→ **SOURCE DOCUMENT**
The Register Guard (Eugene, OR)

What's in a name?(Arts & Literature)(If it's somewhere in Oregon, Lewis McArthur can tell you about it)

Byline: BOB KEEFER The Register-Guard

THINK OF A PLACE in Oregon and Lewis McArthur can almost certainly tell you about its name - not just what the name is, but exactly where it came from.

In a narrow sense, McArthur is the steadfast compiler and editor of the last three editions - and the next one, due out this summer - of Oregon Geographic Names, the 3 1/2 -pound bible of Oregon place names and the stories behind them.

The seventh edition, which will also feature a CD-ROM with maps and indexes, will list 9,676 place names. McArthur knows them all, intimately.

But in a larger sense, McArthur is the grand old man of Oregon geography. A dedicated amateur geographer, he is the state's acknowledged expert on why things are named the way they are.

"His knowledge of this state, the collective history in his mind, is unsurpassed," says Tom McAllister, a retired Portland newspaperman and longtime colleague on the Oregon Geographic Names Board, where McArthur has served since 1959. "Because history is the names."

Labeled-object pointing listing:

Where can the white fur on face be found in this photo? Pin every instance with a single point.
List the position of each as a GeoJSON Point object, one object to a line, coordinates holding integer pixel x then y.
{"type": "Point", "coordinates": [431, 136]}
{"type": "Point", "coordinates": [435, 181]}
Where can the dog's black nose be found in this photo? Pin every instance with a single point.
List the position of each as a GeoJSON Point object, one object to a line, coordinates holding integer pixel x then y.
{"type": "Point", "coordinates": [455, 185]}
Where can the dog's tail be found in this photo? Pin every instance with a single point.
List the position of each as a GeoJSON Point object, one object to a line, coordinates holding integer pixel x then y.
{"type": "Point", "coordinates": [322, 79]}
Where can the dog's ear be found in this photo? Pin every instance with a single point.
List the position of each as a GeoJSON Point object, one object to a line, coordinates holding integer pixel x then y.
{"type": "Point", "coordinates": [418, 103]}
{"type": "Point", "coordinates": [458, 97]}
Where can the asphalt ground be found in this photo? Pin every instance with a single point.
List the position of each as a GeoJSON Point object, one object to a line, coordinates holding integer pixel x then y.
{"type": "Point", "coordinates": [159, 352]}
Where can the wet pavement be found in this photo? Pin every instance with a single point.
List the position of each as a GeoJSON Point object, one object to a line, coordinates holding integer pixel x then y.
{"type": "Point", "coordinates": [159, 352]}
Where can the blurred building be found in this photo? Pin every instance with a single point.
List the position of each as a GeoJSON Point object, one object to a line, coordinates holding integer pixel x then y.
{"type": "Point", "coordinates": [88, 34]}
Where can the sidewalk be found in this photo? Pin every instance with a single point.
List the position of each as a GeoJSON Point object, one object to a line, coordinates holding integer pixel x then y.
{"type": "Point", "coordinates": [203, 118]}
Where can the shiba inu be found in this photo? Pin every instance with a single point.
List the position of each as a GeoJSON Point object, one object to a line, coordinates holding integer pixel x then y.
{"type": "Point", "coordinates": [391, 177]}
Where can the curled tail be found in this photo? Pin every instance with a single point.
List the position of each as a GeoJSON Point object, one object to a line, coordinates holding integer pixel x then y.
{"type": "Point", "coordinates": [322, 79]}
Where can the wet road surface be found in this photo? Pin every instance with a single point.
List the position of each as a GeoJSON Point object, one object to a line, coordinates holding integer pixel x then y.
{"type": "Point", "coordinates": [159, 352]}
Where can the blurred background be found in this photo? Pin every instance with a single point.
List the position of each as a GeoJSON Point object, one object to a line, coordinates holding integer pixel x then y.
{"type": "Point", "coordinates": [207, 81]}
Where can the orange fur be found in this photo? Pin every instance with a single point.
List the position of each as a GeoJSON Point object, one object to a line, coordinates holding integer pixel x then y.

→ **TASKS TO CARRY OUT**
- a) Reproduce the Oregon place-names article word for word from "What's in a" to "them all, intimately.".
- b) Decide whether the Oregon place-names article supports each statement, answering yes or no and quoting the deciding words: (i) The seventh edition of Oregon Geographic Names will list 9,676 place names. (ii) McArthur has served on the Oregon Geographic Names Board since 1969. (iii) Tom McAllister is a retired Portland newspaperman.
The listing comes from a separate source.

→ **SOLUTIONS TO THE PROBLEMS**
- a)
What's in a name?(Arts & Literature)(If it's somewhere in Oregon, Lewis McArthur can tell you about it)

Byline: BOB KEEFER The Register-Guard

THINK OF A PLACE in Oregon and Lewis McArthur can almost certainly tell you about its name - not just what the name is, but exactly where it came from.

In a narrow sense, McArthur is the steadfast compiler and editor of the last three editions - and the next one, due out this summer - of Oregon Geographic Names, the 3 1/2 -pound bible of Oregon place names and the stories behind them.

The seventh edition, which will also feature a CD-ROM with maps and indexes, will list 9,676 place names. McArthur knows them all, intimately.

- b)
(i) Yes: "will list 9,676 place names."
(ii) No: "where McArthur has served since 1959."
(iii) Yes: "a retired Portland newspaperman."